WHAT IS BEING ASKED: Can you return the records below exactly as they stand, but only from the first line through the one with "the black hiking"?

Start of DATA EXTRACTS

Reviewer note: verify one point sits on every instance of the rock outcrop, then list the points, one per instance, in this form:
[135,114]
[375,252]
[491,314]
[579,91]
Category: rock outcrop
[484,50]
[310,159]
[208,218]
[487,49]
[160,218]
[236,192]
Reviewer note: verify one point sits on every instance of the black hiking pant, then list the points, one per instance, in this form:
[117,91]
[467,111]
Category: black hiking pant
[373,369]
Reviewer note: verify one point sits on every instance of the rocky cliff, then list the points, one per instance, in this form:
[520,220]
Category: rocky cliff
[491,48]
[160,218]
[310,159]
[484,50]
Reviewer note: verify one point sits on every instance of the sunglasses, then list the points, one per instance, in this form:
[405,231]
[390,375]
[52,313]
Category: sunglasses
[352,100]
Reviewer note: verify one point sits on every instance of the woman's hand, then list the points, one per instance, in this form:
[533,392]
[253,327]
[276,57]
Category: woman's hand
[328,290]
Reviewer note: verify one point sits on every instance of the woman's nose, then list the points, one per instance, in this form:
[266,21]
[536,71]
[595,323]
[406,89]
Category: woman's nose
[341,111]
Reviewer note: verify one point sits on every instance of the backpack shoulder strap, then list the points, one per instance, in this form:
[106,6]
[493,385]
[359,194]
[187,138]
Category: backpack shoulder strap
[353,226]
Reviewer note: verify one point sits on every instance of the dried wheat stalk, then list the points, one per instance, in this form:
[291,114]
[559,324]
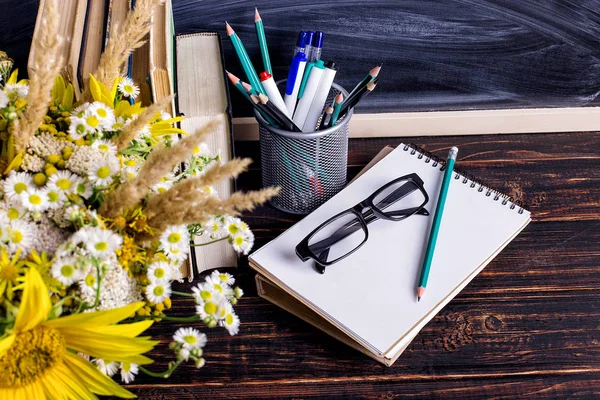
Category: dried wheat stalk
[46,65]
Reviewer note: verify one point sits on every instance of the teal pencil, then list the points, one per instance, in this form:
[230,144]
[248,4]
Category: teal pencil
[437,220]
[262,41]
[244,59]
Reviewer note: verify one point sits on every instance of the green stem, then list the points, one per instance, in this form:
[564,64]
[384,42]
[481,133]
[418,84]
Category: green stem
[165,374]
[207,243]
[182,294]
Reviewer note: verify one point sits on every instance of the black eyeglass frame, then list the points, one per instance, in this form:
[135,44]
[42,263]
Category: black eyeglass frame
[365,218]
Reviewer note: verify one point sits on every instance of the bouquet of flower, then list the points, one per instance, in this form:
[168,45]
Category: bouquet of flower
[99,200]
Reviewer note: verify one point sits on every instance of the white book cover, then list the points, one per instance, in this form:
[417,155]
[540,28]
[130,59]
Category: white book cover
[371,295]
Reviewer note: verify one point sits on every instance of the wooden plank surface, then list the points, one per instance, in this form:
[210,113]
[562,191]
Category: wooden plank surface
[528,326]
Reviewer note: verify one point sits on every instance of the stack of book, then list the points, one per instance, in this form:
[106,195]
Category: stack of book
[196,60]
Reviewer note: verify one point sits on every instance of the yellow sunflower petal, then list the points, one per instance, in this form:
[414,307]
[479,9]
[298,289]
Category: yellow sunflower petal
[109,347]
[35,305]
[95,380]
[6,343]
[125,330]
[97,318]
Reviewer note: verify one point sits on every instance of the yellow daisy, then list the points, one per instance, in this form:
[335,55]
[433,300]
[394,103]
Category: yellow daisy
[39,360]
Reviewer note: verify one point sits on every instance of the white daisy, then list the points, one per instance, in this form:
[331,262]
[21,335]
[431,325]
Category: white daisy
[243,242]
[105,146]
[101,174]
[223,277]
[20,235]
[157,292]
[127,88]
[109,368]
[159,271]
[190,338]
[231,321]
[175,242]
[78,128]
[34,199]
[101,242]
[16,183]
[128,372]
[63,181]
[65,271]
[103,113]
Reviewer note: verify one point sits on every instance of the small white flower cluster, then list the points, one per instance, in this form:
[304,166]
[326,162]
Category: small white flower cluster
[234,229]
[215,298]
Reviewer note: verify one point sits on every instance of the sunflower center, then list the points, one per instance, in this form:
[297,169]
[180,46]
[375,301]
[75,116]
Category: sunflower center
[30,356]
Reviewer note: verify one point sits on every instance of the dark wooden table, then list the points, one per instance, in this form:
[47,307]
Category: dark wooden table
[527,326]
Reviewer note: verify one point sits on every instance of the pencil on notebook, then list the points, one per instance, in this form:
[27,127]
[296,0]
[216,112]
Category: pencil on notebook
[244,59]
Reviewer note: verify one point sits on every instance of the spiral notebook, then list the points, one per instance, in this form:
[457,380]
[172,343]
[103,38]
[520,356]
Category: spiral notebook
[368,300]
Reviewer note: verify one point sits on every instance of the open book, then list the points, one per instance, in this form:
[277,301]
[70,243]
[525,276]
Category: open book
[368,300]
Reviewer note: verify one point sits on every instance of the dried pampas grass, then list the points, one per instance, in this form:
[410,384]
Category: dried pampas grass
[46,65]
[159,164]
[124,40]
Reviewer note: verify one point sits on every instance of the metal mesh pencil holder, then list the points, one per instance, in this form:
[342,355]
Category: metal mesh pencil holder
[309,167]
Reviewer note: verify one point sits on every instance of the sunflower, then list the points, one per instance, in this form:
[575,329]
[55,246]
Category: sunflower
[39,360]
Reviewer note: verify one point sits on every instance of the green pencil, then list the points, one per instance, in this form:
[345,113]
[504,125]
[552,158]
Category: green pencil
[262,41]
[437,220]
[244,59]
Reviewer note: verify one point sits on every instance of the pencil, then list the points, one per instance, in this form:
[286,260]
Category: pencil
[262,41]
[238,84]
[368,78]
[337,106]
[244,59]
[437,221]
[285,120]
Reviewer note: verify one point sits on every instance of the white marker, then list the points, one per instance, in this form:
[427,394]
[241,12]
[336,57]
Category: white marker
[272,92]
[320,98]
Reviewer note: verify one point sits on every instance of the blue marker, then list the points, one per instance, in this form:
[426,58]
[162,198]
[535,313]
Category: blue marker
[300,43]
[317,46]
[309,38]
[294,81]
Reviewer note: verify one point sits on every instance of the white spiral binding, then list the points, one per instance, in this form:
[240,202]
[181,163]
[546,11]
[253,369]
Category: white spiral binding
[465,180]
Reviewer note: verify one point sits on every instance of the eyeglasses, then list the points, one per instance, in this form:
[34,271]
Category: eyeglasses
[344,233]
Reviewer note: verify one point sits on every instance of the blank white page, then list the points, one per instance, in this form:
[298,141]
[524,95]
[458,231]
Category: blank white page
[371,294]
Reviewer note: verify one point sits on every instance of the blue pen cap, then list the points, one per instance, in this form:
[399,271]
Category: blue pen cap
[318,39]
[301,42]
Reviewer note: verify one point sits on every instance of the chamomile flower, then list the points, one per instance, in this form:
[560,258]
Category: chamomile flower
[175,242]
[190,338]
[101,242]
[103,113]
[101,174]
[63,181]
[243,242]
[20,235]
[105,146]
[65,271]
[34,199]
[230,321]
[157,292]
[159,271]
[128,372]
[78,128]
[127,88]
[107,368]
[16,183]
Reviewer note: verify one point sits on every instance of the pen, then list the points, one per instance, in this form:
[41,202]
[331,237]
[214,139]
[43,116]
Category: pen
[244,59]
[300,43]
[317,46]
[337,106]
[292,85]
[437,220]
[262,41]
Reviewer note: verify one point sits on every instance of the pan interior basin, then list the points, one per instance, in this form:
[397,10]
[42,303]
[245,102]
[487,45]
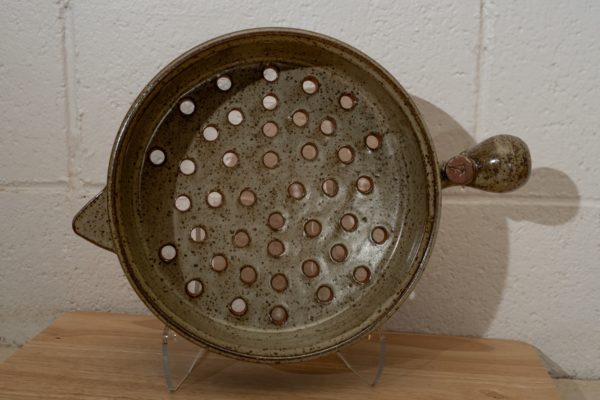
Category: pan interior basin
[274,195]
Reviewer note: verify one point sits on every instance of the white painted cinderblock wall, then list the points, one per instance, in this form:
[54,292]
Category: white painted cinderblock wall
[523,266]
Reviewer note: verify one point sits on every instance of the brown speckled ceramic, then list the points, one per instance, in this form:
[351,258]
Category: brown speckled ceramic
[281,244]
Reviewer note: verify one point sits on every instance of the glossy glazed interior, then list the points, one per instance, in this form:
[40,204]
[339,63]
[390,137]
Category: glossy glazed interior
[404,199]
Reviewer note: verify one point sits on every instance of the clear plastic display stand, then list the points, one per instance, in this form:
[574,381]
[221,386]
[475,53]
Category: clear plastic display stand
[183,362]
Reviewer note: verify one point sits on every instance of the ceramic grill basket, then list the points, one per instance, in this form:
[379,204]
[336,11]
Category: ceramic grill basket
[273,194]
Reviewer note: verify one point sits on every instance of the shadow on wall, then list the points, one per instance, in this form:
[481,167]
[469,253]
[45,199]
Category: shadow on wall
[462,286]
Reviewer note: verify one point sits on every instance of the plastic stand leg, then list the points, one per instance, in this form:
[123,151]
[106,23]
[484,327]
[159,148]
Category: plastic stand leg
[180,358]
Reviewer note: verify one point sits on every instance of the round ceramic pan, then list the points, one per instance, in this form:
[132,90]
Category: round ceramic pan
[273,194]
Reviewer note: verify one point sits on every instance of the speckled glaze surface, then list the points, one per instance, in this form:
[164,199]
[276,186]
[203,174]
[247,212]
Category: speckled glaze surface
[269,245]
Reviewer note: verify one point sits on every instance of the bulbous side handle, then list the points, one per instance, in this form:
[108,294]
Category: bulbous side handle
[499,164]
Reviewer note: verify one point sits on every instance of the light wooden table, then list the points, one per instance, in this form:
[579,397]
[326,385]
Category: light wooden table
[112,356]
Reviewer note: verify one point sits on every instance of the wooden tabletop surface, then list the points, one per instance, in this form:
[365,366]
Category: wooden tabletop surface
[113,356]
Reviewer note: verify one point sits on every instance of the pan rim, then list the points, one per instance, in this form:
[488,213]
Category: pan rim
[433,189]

End of DATA EXTRACTS

ANSWER SPACE:
Reviewer note: verify one point sits on every instance of the rock outcrop, then list the points, one per instance, in this form:
[135,114]
[375,252]
[491,314]
[579,91]
Category: rock outcrop
[484,50]
[310,159]
[208,218]
[487,49]
[160,218]
[236,192]
Reviewer note: verify one point sits on every instance of the black hiking pant, then list the points, one per instance, in this form:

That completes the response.